BEGIN TEXT SEGMENT

Post by rotting bones »

Ares Land wrote: Fri Jul 16, 2021 6:56 am I don't get it. We've been stuck at home for more than a year, and essentially forbidden to do anything... And people are starting to be bothered about civil liberties now?

In any case, most of the discussion seems a bit moot. We have no way out of the current crisis without mass vaccination anyway!
It's true that we're more likely die in a stray asteriod collision than in Nort's doomsday scenarios. He could be plotting to wreck the economy because he thinks Republicans would stand a better chance if that happened.

On the other hand, the Democrats could lose legitimacy if they end up chasing antivaxxers with dart guns. There are too many of them at this point, and they are everywhere. Look at the comments section under this video: https://www.youtube.com/watch?v=Grv1RJkdyqI

Conspiracy theories are mainstream, but if you tell the truth, you're an enemy of the people. Humanity might be too far gone at this point. After climate change wipes us out, the descendants of naked mole-rats could have a go. If they can evolve intelligence without losing their resistance to oxygen deprivation (and cancer), they might take to space more easily.

END TEXT SEGMENT
BEGIN EXERCISE DATA

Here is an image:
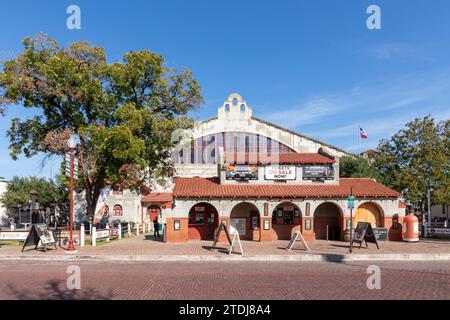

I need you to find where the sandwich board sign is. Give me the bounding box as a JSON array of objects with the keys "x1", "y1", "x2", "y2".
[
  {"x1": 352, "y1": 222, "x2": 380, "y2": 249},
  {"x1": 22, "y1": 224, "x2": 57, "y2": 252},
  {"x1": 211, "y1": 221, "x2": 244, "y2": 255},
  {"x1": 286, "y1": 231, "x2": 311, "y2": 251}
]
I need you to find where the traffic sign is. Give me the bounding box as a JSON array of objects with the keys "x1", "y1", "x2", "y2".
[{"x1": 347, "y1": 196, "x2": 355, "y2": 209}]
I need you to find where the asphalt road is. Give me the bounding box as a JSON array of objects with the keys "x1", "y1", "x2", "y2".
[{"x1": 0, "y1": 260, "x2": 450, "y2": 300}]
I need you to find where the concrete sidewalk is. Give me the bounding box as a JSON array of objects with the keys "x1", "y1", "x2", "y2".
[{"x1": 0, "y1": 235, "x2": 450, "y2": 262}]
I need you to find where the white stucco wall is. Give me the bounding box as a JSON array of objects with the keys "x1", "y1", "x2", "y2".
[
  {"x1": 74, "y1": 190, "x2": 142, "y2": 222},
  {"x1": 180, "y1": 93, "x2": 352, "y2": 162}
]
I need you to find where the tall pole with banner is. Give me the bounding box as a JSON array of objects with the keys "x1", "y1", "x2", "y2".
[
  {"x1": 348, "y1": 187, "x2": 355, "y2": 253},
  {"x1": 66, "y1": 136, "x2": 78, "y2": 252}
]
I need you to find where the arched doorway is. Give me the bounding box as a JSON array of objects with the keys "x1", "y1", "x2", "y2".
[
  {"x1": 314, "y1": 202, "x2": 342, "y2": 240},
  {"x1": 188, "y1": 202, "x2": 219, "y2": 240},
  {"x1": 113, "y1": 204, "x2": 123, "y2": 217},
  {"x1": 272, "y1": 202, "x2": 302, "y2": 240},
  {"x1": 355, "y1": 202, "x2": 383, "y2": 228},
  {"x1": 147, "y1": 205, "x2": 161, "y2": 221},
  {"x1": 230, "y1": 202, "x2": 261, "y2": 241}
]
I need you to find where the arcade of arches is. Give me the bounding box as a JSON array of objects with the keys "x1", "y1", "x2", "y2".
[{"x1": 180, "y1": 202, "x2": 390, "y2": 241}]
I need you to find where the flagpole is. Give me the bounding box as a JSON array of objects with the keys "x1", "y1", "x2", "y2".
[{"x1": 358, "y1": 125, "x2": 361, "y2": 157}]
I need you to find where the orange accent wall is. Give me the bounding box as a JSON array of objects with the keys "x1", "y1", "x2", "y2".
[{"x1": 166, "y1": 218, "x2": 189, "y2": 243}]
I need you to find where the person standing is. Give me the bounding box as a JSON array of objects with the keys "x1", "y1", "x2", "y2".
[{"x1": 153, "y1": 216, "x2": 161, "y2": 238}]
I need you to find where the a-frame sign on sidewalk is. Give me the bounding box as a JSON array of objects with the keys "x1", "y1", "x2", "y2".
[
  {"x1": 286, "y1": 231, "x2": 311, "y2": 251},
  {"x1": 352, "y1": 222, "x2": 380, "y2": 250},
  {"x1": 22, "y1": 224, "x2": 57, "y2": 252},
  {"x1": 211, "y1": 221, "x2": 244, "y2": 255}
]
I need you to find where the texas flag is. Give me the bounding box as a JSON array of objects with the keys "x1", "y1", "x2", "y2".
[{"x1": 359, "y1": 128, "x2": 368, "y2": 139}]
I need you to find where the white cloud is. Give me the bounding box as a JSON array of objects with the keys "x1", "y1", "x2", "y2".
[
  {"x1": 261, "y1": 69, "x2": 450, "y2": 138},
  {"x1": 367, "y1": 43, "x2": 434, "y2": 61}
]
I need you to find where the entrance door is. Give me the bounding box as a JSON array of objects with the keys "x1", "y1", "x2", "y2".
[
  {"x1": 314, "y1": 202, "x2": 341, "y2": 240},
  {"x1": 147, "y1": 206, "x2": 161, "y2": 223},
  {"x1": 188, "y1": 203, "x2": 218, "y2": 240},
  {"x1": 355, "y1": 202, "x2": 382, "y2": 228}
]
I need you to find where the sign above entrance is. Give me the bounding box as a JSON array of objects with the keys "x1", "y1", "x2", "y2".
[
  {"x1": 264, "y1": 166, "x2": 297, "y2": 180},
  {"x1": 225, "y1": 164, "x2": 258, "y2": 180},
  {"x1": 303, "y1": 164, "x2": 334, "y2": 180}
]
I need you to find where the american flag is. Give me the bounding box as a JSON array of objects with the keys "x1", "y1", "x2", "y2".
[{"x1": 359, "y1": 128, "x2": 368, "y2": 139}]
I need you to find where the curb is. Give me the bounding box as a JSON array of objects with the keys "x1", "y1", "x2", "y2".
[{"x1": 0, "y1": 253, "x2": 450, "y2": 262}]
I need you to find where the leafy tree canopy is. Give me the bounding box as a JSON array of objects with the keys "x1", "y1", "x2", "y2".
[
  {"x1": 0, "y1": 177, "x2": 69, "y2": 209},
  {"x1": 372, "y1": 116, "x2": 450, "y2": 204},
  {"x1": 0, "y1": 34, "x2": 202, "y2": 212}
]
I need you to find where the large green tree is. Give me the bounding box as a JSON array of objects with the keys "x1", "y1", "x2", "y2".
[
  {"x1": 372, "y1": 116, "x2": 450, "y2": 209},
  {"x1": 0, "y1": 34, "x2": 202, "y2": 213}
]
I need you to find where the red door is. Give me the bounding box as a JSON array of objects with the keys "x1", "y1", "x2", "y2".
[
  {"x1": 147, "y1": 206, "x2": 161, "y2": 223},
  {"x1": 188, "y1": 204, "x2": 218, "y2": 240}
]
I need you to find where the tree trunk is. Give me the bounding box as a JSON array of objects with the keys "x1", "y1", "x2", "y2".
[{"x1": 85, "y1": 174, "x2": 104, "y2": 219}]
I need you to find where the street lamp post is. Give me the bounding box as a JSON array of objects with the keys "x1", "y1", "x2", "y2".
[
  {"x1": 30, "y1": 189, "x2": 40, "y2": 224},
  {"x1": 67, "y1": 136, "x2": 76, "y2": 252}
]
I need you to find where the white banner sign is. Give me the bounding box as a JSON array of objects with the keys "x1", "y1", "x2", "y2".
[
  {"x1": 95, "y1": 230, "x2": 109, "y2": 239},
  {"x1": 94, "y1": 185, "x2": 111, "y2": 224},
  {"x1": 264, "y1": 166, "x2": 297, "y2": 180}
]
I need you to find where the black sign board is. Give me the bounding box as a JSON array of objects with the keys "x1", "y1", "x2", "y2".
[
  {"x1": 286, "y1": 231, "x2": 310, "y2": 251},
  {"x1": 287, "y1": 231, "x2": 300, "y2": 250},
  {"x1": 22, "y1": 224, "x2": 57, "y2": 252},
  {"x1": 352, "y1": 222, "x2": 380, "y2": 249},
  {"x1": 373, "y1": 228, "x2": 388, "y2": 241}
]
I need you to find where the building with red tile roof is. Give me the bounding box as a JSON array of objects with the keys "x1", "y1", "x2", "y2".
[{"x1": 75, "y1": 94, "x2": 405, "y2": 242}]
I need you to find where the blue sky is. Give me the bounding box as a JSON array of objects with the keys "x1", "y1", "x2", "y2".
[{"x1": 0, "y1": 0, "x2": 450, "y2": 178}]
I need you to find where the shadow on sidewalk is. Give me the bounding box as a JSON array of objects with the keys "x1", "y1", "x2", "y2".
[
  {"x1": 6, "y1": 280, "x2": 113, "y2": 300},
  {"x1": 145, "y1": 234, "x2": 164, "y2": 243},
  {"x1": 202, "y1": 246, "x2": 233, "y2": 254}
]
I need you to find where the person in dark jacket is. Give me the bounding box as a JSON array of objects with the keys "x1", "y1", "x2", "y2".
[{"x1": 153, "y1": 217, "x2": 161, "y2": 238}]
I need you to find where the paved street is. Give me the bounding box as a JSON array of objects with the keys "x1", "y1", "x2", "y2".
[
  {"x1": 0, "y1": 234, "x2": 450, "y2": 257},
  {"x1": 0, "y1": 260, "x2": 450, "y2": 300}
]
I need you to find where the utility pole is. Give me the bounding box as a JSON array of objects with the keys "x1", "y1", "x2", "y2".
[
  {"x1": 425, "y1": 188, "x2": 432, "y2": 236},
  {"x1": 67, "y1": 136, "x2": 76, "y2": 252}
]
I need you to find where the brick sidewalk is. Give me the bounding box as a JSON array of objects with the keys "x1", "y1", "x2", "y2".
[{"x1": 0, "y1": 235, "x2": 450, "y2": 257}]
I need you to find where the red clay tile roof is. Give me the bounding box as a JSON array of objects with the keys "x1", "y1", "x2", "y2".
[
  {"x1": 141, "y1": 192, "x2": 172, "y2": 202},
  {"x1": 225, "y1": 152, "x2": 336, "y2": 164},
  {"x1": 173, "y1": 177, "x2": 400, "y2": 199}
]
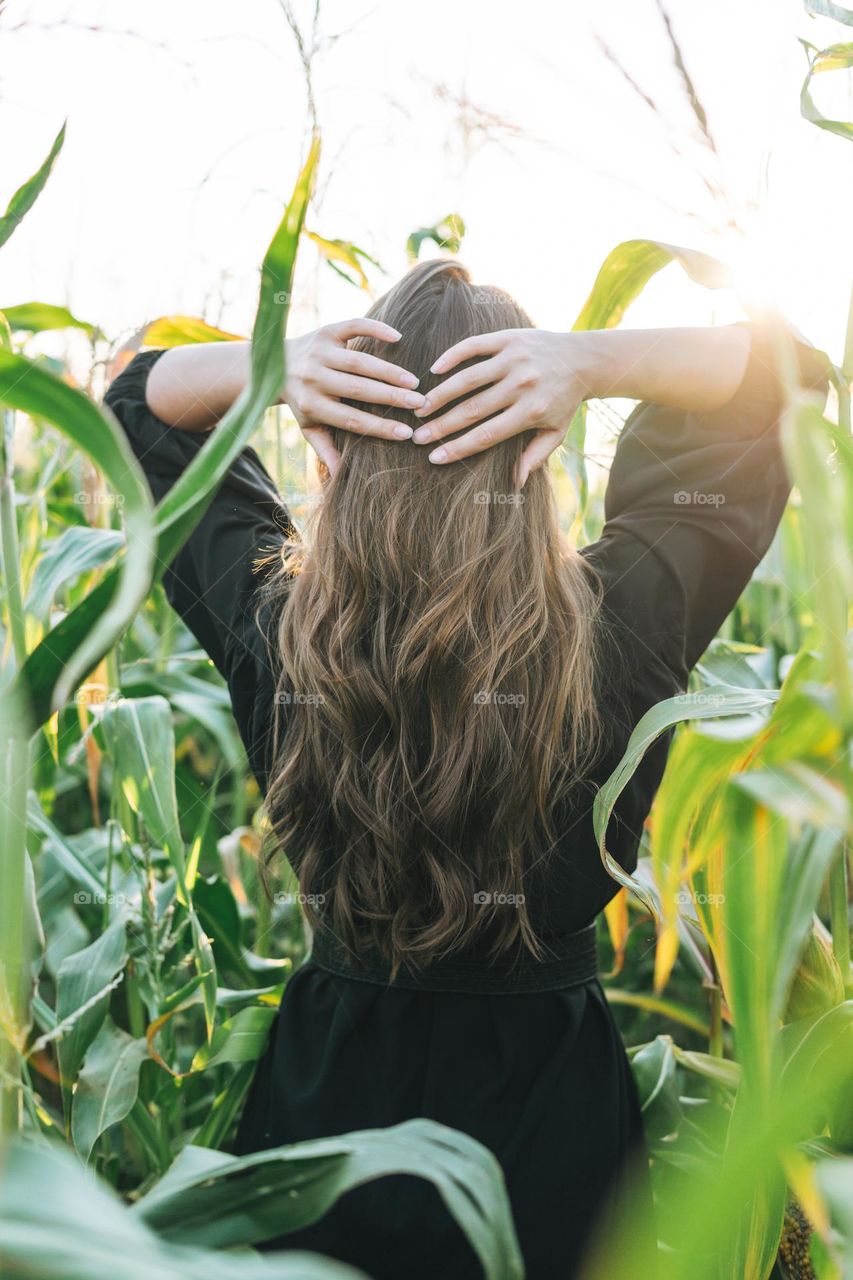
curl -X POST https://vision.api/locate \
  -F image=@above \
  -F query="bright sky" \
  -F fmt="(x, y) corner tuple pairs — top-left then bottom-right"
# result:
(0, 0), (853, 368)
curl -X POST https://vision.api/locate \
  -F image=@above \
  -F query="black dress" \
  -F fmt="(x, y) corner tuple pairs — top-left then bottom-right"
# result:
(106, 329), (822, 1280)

END EXERCISE DATA
BEGIN EXERCISE DATA

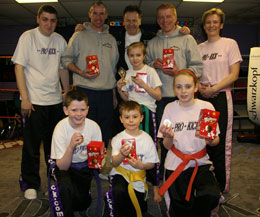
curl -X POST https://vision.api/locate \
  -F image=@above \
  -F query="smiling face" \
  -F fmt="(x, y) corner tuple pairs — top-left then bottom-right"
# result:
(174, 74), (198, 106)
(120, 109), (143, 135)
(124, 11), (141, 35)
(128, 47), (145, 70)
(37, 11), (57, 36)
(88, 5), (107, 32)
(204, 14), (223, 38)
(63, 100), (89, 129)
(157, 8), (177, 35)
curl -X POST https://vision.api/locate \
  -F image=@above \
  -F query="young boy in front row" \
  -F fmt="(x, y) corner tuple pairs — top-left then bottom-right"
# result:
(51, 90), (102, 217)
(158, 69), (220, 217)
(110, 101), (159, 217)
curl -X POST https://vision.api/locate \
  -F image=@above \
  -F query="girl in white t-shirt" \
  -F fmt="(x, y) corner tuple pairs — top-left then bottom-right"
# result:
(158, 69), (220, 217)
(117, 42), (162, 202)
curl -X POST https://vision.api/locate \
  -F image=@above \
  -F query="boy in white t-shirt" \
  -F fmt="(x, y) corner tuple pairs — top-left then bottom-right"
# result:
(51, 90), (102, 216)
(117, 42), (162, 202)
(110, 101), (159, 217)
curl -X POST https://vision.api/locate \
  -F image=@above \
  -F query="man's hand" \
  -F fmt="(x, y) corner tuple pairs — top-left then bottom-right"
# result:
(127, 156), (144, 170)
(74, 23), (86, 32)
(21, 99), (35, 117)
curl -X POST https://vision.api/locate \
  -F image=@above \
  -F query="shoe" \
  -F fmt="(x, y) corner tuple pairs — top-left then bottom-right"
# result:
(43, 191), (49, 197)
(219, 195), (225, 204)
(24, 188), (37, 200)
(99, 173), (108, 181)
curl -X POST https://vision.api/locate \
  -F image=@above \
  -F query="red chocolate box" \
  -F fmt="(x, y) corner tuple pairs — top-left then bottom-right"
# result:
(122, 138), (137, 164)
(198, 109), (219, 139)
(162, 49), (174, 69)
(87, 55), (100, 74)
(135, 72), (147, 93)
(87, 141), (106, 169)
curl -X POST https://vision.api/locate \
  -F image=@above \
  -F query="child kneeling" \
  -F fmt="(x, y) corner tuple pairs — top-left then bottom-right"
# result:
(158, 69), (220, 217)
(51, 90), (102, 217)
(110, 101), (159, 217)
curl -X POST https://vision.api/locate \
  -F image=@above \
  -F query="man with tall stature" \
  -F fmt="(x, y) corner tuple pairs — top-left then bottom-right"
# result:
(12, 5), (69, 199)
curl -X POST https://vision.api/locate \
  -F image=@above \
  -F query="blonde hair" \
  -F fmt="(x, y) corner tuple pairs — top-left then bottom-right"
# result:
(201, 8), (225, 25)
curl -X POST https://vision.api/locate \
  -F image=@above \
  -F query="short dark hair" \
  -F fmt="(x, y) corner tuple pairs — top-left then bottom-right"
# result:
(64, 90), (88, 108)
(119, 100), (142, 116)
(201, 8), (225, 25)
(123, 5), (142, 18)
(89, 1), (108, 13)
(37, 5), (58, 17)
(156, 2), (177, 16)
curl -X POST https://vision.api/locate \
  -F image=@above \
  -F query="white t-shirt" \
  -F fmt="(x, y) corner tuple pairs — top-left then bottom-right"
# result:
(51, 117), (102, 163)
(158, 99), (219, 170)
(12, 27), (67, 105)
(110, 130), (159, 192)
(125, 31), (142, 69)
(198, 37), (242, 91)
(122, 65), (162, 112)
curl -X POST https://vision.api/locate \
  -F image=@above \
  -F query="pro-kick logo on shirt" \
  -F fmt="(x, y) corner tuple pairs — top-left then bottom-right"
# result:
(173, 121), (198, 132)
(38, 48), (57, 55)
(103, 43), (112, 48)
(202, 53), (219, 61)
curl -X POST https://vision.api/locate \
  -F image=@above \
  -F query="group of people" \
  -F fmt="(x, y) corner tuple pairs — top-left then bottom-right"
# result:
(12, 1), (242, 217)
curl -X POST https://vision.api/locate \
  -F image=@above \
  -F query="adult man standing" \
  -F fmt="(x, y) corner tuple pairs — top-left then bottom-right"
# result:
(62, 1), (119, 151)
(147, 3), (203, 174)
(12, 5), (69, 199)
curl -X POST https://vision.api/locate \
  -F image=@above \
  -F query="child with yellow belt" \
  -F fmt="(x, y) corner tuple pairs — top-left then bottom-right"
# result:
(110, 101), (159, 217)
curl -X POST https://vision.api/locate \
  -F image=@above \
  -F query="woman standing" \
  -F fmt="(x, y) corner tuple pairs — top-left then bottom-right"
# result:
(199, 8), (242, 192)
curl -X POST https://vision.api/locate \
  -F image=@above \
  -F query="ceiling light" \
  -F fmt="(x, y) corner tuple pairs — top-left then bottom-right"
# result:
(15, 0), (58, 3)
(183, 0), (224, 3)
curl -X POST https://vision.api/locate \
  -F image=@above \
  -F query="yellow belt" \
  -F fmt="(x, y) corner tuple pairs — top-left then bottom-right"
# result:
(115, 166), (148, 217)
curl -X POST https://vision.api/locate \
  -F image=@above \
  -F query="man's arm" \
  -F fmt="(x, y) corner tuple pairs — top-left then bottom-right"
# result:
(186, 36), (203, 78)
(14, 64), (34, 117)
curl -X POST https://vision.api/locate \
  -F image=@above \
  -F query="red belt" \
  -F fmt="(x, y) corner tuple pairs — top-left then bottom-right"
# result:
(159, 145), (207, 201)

END EXERCISE DATA

EXERCISE INSTRUCTIONS:
(1) Answer these questions from the forum post:
(a) How long does Ares Land say people have been stuck at home?
(b) What does the poster say the Democrats could lose if they end up chasing antivaxxers with dart guns?
(c) Descendants of which animal does the poster say could have a go after climate change wipes humans out?
(2) Translate this sentence from the forum post into Spanish: "Conspiracy theories are mainstream, but if you tell the truth, you're an enemy of the people."
(3) Carry on the forum post about vaccination and antivaxxers, starting after its last sentence.
The entries come from a different source than the forum post.

ANSWERS FOR THE TASKS:
(1)
(a) More than a year.
(b) Legitimacy.
(c) Naked mole-rats.

(2) Las teorías de la conspiración son algo generalizado, pero si dices la verdad, eres un enemigo del pueblo.

(3)
If we give up on humanity, instead of having lockdowns, we could create government jobs for vaccinated people running hospitals to treat antivaxxers and building mausoleum-museums where they will be buried as a lesson to future sapients. Each grave will have the name of an antivaxxer already carved in. We could give antivaxxers government-sponsored tours of these facilities. This would create jobs for tour guides.

(I may have read too many of Nort's rants and gotten infected.)